Fortescue rebounds on 53% profit jump

By Peter Ker

Fortescue Metal shares advanced after the company raised its net profit by 53 per cent even as iron ore prices slumped.

Full-year net profit came in at $US1.56 billion and built on the $800 million profit posted for the first half. The result topped the $US1.487 billion predicted by analysts.

Net profit for the six months to June rose to $US758 million from $US705 million a year earlier, as calculated by Reuters off full-year figures. Analysts had expected a second-half profit of $US716 million, according to Thomson Reuters I/B/E/S.

Fortescue shares ended the day up 9 cents, or 2.2 per cent, to $4.24.

The company, controlled by billionaire Andrew 'Twiggy' Forrest, will pay a 4-cent final dividend, adding to the interim dividend of 4 cents. Fortescue's 8 cent full-year dividend was up from the 7 cents paid for the previous financial year - the first time the company had returned cash to shareholders.

********

* Tasks to carry out
A. According to the article on Fortescue's profit jump, at what price did Fortescue shares end the day?
B. Carry on the article about Fortescue's profit jump, picking up after its final sentence.

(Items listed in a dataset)
********

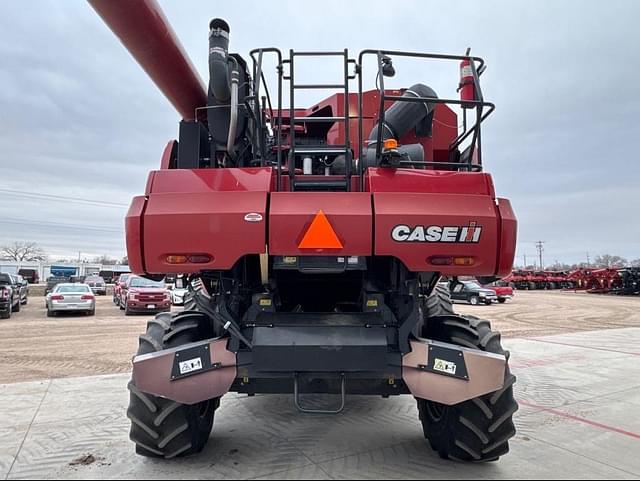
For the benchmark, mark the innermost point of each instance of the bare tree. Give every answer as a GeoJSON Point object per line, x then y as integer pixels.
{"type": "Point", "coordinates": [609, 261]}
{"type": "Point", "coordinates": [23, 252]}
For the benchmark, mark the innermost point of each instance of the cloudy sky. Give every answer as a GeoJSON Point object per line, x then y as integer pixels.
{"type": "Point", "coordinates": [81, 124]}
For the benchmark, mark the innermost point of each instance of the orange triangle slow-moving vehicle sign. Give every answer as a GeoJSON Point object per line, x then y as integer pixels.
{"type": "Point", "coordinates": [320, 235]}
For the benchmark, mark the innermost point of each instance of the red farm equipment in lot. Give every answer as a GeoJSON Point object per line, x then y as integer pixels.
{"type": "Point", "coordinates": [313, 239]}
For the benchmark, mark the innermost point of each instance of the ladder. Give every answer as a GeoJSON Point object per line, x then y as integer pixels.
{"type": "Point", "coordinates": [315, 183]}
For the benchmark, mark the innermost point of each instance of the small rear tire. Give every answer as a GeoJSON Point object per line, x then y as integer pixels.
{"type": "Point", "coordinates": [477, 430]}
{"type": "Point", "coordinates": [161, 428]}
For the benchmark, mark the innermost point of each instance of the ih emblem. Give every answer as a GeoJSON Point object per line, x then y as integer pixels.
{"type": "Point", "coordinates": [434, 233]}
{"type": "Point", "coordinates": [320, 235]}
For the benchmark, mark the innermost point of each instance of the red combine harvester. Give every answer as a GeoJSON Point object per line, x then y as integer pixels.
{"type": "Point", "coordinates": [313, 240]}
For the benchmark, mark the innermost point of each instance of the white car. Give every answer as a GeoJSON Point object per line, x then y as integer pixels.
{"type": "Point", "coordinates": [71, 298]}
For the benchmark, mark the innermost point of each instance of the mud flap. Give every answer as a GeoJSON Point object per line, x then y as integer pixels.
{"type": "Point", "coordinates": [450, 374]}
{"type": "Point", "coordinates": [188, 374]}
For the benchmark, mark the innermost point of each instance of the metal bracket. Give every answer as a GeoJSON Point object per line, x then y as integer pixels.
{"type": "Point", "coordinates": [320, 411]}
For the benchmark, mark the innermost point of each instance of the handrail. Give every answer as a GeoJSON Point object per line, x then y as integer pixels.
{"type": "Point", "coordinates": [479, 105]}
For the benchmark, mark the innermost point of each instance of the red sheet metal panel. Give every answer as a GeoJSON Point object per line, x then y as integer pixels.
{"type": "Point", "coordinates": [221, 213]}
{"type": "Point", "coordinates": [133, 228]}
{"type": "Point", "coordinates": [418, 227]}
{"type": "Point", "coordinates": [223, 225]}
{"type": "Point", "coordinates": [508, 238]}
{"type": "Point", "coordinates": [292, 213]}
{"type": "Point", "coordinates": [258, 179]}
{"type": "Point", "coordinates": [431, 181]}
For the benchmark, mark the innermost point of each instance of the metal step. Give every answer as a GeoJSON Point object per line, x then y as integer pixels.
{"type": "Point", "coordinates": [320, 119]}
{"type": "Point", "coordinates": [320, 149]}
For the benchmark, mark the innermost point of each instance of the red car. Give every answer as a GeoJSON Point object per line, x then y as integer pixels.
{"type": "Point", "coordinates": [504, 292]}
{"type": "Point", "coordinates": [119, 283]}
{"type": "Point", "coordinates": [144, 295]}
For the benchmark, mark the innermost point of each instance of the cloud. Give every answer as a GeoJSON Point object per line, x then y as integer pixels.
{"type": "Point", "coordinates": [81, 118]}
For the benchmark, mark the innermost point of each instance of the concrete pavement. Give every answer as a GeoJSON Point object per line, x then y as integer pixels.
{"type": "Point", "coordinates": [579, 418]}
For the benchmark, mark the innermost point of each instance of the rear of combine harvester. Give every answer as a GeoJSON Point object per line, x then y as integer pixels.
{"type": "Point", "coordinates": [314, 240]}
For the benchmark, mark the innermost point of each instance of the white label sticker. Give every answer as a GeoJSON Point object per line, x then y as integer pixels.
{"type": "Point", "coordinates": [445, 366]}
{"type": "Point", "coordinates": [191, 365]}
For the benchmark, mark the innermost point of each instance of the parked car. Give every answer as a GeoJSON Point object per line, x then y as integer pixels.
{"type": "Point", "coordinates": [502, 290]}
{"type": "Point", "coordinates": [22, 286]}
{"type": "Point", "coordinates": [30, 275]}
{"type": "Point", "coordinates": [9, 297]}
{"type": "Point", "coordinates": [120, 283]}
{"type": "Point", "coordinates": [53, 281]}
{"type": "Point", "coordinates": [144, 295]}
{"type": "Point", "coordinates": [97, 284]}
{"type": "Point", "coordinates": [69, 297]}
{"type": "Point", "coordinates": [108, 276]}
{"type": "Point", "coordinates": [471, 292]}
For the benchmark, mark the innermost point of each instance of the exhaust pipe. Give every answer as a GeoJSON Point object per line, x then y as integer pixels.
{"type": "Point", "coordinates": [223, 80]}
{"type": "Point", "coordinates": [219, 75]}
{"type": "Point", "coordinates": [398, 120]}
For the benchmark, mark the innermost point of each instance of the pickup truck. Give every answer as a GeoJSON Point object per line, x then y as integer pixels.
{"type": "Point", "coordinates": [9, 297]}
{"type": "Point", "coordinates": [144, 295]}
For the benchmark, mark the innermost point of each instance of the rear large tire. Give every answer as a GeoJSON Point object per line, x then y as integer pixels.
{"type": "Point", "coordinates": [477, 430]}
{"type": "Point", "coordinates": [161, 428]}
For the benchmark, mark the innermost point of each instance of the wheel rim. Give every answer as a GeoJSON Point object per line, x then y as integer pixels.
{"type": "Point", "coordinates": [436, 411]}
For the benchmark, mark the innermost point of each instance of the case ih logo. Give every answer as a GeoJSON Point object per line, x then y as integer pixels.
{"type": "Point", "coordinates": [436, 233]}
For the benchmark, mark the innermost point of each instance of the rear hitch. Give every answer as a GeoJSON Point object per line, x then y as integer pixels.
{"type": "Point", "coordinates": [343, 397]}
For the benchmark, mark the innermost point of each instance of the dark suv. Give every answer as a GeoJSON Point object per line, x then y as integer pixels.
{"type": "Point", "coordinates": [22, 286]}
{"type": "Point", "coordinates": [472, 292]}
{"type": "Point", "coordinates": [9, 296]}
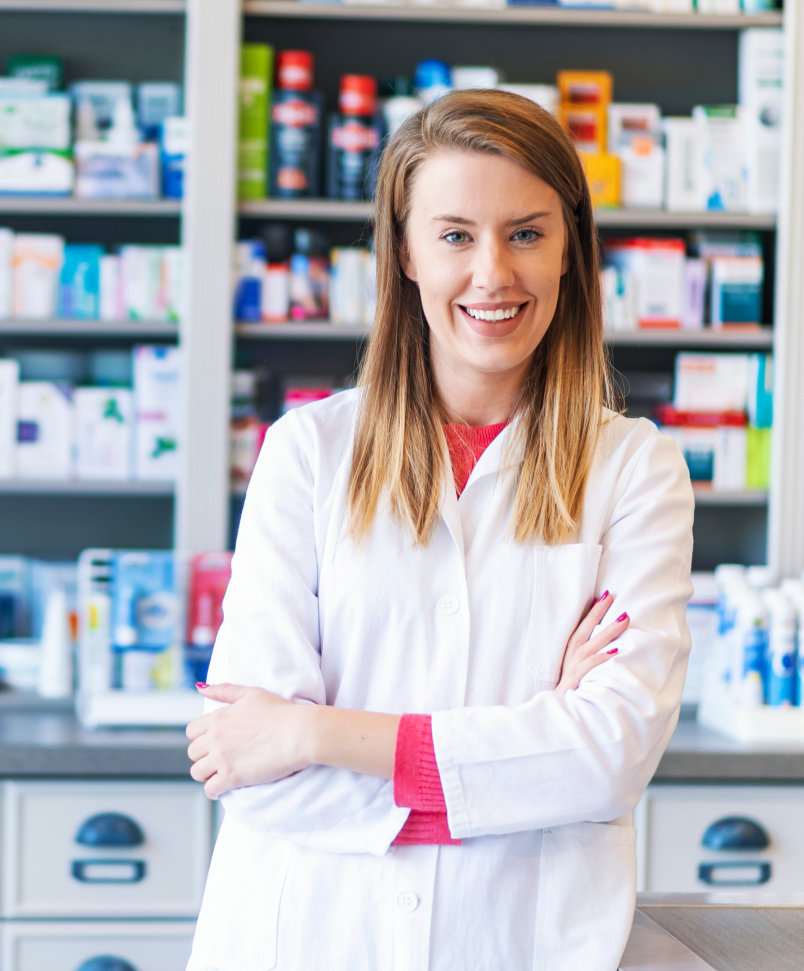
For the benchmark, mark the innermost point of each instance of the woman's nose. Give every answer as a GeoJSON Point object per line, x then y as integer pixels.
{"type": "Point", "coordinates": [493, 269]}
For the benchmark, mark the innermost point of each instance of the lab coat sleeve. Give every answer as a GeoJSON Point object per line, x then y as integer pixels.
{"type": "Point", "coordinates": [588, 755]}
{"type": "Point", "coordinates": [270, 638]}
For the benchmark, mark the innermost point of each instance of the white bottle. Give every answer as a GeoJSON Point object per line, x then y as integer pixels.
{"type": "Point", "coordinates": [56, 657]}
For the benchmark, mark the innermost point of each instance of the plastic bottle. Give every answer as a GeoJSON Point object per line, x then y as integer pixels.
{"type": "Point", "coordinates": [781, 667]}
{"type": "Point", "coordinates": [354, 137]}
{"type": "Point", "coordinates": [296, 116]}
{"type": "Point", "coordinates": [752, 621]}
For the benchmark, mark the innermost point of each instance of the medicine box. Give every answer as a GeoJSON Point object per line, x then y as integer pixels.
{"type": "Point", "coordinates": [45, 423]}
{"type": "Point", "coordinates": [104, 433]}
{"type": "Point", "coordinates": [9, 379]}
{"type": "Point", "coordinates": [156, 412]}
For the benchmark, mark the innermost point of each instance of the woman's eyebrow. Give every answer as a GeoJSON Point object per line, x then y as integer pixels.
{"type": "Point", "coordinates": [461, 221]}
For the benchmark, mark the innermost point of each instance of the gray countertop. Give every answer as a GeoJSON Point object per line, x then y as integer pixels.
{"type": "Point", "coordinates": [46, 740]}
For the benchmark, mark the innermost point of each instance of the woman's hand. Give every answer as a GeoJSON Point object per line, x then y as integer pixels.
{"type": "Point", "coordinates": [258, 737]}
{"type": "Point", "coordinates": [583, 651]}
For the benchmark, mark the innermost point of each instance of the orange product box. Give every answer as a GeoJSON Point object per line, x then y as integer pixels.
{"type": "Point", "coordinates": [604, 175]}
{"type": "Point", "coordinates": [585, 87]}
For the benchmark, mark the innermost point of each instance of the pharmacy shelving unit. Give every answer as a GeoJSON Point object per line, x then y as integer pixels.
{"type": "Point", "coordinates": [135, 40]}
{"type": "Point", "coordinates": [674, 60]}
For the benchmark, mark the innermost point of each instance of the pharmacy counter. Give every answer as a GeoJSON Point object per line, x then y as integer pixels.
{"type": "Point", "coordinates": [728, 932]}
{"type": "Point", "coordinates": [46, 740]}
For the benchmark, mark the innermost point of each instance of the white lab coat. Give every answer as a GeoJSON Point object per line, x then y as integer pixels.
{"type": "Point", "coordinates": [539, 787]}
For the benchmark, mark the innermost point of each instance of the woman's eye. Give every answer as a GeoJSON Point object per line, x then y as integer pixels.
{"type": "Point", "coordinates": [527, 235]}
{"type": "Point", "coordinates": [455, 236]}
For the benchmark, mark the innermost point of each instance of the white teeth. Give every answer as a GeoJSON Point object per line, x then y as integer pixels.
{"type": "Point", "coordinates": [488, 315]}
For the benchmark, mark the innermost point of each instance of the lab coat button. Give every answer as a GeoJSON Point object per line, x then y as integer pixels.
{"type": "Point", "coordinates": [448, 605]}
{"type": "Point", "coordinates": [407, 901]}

********

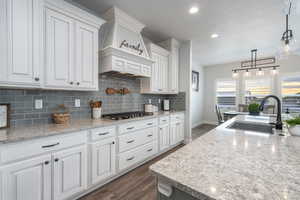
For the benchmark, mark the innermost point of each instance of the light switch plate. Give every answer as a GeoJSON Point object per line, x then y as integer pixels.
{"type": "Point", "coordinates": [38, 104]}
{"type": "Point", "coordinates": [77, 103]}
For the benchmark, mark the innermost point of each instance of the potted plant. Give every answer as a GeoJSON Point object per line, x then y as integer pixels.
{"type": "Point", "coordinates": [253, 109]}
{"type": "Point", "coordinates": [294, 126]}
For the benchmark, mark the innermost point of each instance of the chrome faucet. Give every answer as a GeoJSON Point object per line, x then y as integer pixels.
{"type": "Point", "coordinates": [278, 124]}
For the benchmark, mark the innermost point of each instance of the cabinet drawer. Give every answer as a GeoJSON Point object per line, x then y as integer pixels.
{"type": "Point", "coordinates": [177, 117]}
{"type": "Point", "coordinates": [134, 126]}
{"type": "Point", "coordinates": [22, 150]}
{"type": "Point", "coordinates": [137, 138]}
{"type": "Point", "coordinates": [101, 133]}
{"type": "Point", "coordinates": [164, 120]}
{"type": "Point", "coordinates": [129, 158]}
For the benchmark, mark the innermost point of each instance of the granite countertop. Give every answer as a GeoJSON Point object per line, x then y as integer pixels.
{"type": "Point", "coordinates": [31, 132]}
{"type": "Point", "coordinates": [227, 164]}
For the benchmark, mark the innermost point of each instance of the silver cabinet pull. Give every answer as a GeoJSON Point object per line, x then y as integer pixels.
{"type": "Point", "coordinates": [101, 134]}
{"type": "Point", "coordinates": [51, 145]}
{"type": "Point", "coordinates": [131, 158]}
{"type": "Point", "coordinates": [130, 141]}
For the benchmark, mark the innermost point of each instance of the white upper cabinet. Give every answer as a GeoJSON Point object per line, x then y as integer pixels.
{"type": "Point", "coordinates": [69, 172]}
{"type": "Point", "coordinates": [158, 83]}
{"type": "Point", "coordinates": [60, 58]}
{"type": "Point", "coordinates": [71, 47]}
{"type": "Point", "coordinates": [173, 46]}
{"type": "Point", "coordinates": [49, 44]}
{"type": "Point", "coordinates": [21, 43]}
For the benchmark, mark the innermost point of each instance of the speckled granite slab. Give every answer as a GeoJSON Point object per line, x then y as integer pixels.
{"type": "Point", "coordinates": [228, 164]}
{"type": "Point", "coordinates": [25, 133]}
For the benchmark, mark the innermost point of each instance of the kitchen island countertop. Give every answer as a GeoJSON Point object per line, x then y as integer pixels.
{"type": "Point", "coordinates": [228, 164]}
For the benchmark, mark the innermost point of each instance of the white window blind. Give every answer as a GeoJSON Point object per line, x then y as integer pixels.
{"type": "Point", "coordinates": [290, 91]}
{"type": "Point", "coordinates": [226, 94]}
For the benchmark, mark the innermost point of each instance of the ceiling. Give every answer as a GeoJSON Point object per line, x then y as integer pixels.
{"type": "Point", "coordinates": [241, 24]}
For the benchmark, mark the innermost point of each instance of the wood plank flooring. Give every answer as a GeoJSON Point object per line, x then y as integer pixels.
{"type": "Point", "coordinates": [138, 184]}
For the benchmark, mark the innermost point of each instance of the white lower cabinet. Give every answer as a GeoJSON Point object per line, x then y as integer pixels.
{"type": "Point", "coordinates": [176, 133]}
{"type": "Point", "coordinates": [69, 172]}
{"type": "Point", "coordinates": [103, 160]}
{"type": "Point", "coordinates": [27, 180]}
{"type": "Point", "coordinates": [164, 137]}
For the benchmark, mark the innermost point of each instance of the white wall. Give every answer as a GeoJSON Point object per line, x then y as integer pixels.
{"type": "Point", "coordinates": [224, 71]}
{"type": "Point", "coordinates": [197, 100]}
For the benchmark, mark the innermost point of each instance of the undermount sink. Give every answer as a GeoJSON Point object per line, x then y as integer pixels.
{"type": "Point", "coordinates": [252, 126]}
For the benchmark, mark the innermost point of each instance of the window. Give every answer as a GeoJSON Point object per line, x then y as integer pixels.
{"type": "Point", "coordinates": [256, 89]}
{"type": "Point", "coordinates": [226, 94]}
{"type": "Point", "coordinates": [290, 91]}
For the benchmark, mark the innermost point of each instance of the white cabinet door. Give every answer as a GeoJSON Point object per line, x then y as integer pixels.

********

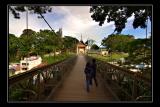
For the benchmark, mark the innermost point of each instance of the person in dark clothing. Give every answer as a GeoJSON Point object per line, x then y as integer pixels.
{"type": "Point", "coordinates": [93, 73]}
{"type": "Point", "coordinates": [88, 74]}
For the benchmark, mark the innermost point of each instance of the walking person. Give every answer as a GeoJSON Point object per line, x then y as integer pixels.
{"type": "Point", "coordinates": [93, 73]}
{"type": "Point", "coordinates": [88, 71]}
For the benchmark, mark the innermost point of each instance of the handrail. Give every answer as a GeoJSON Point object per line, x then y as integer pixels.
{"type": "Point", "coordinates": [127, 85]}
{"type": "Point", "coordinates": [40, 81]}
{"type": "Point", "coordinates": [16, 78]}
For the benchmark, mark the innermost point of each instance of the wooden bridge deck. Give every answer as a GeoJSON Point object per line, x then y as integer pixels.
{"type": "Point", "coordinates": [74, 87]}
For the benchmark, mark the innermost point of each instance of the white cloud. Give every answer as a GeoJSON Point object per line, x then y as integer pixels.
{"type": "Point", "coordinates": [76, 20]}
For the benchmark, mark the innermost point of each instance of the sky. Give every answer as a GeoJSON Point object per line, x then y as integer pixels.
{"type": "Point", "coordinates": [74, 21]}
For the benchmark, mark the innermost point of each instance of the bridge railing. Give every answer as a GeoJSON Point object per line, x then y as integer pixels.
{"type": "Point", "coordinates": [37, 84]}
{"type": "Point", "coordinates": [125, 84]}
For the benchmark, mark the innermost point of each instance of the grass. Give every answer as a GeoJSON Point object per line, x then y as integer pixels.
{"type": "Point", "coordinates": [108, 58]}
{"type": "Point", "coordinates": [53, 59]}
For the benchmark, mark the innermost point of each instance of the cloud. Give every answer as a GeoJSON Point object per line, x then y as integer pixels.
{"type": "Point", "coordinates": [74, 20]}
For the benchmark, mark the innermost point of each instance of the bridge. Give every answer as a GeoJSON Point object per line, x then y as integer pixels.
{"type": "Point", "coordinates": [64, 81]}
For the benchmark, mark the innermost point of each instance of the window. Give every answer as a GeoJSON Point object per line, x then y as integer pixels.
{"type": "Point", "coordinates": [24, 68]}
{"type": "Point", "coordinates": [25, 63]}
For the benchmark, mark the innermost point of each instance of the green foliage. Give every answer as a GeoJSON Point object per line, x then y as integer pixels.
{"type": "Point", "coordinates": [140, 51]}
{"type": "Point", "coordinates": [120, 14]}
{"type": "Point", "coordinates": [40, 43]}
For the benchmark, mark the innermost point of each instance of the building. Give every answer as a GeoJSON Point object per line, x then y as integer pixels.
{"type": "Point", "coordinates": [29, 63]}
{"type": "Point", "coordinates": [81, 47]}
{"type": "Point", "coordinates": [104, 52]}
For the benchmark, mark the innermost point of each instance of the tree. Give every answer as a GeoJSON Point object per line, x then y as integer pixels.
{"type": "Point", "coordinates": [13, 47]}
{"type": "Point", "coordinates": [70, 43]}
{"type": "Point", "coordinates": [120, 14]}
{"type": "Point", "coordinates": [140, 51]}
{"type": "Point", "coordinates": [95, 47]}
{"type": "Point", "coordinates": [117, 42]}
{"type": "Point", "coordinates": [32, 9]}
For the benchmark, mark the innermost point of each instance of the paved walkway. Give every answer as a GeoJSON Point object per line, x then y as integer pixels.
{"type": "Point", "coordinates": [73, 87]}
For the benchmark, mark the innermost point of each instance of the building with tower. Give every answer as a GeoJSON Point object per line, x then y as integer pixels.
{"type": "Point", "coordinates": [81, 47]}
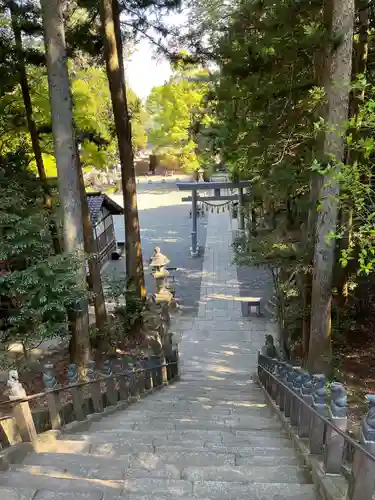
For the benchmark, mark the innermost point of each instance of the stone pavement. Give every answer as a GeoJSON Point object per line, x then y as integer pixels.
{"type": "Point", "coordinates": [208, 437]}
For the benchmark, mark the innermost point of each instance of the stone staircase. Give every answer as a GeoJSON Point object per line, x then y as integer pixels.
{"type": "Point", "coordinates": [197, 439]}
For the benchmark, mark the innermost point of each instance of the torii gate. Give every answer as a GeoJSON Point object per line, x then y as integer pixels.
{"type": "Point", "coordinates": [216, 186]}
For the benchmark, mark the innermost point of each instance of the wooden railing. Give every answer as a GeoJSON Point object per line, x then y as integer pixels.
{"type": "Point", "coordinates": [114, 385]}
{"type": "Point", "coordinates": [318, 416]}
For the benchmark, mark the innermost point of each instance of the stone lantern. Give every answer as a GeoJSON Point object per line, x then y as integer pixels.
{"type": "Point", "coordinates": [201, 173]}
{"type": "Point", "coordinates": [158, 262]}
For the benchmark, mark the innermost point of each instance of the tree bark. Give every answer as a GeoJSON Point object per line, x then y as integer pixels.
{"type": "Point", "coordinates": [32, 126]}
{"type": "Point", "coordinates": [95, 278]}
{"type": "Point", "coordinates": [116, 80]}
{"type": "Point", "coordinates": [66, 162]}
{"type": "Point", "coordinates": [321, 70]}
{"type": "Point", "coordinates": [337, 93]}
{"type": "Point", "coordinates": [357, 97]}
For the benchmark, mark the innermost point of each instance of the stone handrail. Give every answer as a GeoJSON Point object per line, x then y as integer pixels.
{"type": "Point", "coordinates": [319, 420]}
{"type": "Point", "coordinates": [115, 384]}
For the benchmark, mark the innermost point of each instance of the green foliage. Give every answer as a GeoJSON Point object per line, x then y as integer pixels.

********

* Expected answers
A. $4.24

B.
Fortescue will increasingly have to rely upon bigger volumes of exports to make sure its profits stay high, given that iron ore prices are already significantly lower than last year.

The benchmark iron ore price was down to $US104 per tonne this morning, more than 40 per cent lower than last year's record highs around $US190 per tonne.

Outlook

Fortescue expects iron ore prices to rise back to $US120 to $US150 per tonne in the short to medium term as Chinese demand returns, its chief executive said.

Nev Power's comments come as iron ore prices have sunk to their lowest levels since December 2009 on worries about Chinese growth.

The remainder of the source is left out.